## Goal of the exercise
The reply must consist of one number: how many lines of the data include the word "shrub".

START Supplied records

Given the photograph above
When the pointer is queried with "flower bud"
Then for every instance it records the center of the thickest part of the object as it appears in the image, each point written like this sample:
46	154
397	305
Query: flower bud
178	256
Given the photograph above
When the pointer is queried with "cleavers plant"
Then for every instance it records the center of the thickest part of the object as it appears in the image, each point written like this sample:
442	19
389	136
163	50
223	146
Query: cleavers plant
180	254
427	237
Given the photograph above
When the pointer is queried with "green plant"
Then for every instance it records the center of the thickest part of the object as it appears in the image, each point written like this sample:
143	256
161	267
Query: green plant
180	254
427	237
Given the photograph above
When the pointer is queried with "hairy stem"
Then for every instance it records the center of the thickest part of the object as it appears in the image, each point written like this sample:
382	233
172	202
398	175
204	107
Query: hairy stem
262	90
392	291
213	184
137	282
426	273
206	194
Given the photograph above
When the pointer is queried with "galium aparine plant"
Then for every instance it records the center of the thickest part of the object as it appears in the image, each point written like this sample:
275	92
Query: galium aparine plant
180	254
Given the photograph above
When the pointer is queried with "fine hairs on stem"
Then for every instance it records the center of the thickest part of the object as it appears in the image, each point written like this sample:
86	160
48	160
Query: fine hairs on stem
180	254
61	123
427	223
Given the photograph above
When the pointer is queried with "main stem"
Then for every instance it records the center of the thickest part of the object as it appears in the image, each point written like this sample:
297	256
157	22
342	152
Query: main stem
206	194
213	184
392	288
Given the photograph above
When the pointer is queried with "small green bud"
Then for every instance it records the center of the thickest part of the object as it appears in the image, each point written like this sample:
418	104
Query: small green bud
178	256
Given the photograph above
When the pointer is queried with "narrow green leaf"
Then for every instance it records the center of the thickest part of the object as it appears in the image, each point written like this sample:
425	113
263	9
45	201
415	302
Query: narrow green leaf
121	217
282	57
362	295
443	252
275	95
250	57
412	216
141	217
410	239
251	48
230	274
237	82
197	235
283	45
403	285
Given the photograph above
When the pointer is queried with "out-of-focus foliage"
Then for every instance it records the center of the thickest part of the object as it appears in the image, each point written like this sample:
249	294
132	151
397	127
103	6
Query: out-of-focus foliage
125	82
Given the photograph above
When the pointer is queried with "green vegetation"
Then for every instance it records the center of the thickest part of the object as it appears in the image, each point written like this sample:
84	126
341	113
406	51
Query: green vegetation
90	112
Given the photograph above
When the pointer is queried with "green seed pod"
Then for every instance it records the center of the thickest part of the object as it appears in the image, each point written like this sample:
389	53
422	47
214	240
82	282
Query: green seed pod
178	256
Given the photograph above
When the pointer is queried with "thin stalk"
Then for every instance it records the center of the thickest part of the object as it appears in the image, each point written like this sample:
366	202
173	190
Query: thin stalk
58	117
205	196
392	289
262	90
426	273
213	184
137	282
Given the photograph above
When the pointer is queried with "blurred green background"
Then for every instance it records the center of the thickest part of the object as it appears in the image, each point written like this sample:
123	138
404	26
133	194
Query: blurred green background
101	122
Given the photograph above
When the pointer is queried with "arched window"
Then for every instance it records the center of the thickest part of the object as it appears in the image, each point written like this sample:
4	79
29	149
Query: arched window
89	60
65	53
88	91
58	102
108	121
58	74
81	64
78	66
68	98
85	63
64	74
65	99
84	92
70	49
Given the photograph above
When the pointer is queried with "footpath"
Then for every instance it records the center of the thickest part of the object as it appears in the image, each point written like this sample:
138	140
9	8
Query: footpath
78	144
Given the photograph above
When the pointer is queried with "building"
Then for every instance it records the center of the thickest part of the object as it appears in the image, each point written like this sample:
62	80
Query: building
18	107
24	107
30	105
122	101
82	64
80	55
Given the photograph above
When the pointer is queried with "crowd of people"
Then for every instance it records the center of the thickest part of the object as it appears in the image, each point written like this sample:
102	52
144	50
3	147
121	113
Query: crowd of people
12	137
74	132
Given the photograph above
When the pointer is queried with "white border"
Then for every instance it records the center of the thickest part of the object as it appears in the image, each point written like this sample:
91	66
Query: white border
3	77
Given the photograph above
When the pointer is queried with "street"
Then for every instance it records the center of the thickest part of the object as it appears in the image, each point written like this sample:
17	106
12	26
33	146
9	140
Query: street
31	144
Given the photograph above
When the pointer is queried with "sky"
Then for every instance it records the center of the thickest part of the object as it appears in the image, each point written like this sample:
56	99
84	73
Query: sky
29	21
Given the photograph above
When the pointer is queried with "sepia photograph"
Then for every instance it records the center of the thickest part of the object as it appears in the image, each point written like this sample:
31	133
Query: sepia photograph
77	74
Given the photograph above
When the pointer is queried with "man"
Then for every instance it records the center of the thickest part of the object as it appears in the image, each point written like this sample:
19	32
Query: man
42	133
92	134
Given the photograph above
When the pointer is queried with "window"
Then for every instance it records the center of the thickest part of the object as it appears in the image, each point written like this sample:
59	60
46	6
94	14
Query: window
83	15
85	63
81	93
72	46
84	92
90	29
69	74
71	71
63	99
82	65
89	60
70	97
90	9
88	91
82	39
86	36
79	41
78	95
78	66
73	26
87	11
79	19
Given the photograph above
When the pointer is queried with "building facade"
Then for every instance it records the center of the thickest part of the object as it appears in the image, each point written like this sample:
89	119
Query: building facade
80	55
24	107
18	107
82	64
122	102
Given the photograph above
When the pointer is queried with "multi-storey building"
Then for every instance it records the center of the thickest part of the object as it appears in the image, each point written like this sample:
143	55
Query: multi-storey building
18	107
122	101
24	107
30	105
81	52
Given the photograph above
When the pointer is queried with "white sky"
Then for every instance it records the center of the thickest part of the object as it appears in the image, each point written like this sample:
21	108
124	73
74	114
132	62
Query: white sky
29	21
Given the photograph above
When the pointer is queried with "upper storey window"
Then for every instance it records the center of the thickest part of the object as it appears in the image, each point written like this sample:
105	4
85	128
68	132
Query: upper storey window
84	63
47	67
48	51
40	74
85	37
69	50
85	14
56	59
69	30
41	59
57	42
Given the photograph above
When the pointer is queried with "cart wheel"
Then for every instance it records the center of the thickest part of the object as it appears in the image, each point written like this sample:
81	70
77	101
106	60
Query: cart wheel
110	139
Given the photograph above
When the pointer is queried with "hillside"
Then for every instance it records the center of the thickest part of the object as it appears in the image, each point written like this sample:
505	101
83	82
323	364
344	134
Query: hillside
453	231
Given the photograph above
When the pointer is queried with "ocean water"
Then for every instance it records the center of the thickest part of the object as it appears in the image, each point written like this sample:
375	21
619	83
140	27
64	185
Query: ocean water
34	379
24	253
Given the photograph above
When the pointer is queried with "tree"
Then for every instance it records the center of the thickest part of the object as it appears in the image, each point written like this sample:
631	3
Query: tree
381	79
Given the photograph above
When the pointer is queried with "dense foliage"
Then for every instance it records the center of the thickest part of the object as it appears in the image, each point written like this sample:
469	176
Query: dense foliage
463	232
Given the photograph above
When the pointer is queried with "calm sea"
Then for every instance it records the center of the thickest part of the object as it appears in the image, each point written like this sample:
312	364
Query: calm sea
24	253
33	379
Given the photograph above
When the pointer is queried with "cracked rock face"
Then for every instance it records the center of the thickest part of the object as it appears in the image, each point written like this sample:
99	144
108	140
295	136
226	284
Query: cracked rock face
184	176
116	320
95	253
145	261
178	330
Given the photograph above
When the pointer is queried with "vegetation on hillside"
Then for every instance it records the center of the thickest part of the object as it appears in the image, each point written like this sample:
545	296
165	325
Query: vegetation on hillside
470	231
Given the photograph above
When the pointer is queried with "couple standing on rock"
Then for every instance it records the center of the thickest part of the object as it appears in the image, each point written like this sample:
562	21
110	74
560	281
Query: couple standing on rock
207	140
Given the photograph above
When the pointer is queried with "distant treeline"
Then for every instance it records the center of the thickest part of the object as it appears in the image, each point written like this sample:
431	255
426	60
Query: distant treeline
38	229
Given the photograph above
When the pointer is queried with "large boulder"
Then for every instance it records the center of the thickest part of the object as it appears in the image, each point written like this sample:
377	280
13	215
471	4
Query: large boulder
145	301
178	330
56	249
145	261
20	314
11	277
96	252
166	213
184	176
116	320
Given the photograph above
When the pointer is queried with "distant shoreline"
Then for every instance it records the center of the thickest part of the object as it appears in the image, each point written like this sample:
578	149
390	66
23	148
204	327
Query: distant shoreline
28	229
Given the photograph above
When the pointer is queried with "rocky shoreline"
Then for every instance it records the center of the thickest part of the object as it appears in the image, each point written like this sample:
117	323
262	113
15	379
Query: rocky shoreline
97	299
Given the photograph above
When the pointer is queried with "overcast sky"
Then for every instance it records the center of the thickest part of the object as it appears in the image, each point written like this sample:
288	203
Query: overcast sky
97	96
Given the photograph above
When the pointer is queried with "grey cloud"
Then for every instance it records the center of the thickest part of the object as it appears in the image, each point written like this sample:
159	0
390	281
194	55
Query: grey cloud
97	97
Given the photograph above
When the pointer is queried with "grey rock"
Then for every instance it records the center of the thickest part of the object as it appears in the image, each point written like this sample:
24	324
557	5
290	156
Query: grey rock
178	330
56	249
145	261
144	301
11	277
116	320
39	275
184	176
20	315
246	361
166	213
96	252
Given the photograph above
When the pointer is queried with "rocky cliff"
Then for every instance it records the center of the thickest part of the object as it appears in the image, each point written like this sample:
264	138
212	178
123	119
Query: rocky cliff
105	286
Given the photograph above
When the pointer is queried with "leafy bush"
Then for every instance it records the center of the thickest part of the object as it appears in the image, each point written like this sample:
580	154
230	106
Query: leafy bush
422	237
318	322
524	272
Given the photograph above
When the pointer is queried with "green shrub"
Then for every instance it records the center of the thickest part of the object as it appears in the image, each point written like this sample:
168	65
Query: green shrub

END Supplied records

## Task output
2